» **WORK TO BE COMPLETED**: Continue the post on one-way analysis of variance in R from the point where it stops below.

» **EXTRACT TO READ**:
Thursday, 27 August 2015

Analysis of variance in R

One-way analysis of variance (one-way ANOVA) is where you have a continuous response variable and a categorical predictor variable.

Assumptions of one-way ANOVA
The assumptions of one-way ANOVA are:
(i) normal distributions of the residuals within each treatment group
(ii) the same variance of the residuals for all treatment groups
  One-way ANOVA in R
> myfactor <- c(rep('A',6),rep('B',6),rep('C',6),rep('D',6))
> myresponse <- c(164,172,168,177,156,195, 178,191,197,182,185,177, 175,193,178,171,163,176,155,166,149,164,170,168)
> fit <- lm(myresponse ~ myfactor)
> summary(fit)
Call:
lm(formula = myresponse ~ myfactor)

Residuals:
   Min     1Q Median     3Q    Max
-16.00  -7.00   0.00   5.25  23.00

Coefficients:
            Estimate Std. Error t value Pr(>|t|)

» **SOURCE MATERIAL**:
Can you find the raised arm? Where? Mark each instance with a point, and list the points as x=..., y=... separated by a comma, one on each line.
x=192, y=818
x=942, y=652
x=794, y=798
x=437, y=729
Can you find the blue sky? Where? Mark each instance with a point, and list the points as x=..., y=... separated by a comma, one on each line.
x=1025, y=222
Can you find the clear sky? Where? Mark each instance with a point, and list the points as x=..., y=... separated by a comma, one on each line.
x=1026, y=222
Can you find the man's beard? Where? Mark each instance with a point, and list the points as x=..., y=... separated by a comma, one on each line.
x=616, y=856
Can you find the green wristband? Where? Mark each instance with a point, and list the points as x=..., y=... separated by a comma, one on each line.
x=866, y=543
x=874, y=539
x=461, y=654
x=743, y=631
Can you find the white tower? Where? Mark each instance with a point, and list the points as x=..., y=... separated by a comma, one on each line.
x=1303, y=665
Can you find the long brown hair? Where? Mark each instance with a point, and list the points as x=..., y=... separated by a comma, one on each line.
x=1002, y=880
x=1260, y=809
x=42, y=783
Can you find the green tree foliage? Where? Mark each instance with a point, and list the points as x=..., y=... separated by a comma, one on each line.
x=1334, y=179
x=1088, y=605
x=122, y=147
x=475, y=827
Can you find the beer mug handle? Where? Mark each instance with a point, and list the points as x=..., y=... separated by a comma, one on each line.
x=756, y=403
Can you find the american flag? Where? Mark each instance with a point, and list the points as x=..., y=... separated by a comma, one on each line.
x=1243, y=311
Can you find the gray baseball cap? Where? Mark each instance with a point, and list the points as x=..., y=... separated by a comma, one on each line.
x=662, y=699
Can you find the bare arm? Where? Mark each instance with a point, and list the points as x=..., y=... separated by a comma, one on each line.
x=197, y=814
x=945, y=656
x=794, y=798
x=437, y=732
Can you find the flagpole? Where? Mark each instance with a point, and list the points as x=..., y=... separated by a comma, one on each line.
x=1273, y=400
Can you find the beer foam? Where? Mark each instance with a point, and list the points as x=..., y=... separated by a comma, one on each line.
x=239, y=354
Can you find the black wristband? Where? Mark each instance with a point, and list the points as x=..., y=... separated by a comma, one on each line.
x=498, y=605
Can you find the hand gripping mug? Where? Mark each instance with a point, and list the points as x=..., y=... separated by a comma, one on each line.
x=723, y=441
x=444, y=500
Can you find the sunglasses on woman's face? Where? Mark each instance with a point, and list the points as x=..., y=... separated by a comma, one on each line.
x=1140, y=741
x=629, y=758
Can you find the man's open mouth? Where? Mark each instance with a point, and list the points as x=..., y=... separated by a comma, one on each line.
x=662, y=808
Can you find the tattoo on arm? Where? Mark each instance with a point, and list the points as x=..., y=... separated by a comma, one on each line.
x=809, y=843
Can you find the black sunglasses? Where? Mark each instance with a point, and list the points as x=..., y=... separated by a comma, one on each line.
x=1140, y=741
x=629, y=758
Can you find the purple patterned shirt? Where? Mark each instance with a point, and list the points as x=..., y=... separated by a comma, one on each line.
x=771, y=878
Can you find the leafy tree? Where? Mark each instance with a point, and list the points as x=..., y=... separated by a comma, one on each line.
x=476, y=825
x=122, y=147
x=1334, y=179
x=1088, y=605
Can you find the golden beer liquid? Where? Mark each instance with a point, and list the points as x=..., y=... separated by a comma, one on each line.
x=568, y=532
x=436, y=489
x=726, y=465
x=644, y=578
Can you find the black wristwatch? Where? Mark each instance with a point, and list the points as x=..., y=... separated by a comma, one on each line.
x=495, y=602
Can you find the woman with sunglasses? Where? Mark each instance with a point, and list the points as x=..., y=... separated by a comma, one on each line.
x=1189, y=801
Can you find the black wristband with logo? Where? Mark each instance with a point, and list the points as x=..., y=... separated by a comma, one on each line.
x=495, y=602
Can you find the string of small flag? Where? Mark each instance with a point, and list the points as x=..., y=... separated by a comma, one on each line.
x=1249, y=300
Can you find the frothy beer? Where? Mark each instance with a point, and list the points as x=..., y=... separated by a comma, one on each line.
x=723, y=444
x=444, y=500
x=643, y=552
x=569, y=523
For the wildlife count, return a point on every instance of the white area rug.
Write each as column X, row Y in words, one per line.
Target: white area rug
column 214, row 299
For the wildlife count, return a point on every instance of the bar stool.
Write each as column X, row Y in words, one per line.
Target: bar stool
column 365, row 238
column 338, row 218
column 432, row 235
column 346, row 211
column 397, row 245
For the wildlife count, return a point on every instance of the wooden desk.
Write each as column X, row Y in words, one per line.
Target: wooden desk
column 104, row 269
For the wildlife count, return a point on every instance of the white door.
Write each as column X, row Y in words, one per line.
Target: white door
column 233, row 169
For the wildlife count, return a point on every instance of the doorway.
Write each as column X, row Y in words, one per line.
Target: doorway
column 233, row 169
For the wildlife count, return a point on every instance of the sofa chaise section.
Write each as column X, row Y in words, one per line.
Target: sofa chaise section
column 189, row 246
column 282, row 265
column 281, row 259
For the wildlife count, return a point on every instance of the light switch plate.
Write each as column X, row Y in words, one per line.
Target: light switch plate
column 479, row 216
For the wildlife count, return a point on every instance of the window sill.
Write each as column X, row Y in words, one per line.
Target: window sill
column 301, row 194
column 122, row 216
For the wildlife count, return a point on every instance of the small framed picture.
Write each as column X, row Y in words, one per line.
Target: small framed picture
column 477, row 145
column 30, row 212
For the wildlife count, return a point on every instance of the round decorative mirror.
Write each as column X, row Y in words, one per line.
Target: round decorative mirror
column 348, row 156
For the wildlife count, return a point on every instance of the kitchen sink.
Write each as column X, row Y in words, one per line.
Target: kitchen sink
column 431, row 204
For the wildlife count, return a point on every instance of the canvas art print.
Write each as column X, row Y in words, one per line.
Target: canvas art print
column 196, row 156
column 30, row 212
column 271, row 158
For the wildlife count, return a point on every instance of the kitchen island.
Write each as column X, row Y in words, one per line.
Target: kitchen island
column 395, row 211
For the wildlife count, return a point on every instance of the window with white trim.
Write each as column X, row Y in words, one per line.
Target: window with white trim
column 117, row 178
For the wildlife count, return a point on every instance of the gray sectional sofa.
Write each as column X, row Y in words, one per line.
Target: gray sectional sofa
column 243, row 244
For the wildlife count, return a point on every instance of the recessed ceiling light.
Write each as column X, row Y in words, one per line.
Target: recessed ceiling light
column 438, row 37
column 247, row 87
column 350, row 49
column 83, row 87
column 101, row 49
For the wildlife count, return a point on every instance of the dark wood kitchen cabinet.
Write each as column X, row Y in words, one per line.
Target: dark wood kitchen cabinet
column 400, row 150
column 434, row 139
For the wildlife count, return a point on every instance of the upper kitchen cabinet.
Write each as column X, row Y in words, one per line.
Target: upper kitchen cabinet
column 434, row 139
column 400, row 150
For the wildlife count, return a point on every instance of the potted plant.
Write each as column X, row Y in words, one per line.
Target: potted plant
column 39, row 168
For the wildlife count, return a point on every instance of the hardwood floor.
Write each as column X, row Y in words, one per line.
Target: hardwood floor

» **RESULT OF THIS TASK**:
(Intercept)  172.000      4.101  41.943   <2e-16 ***
myfactorB     13.000      5.799   2.242   0.0365 * 
myfactorC      4.000      5.799   0.690   0.4983   
myfactorD    -10.000      5.799  -1.724   0.1001   
---
Signif. codes:  0 ‘***’ 0.001 ‘**’ 0.01 ‘*’ 0.05 ‘.’ 0.1 ‘ ’ 1

Residual standard error: 10.04 on 20 degrees of freedom
Multiple R-squared:  0.4478,    Adjusted R-squared:  0.365
F-statistic: 5.406 on 3 and 20 DF,  p-value: 0.006876

> anova(fit)

Analysis of Variance Table

Response: myresponse
                Df   Sum Sq  Mean Sq   F value   Pr(>F)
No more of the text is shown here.